_YOUR INSTRUCTIONS_
Leaving out the images, please output every entry exactly as it appears.

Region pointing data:
* * *

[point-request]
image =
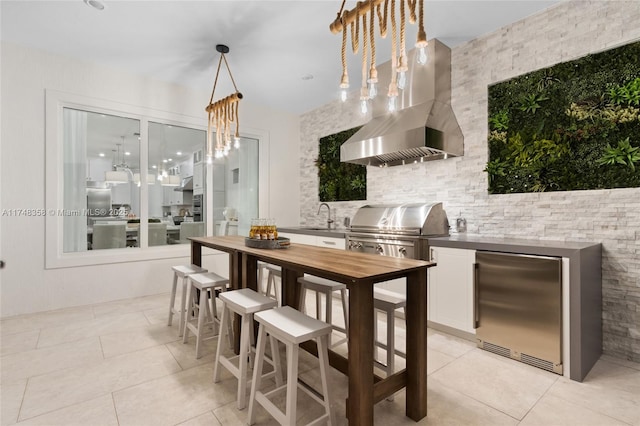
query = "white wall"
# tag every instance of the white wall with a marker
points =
(570, 30)
(25, 75)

* * *

_YOUR RESPONSE_
[point-request]
image =
query = "white wall"
# tag every instance of the white wall with a marker
points =
(570, 30)
(25, 75)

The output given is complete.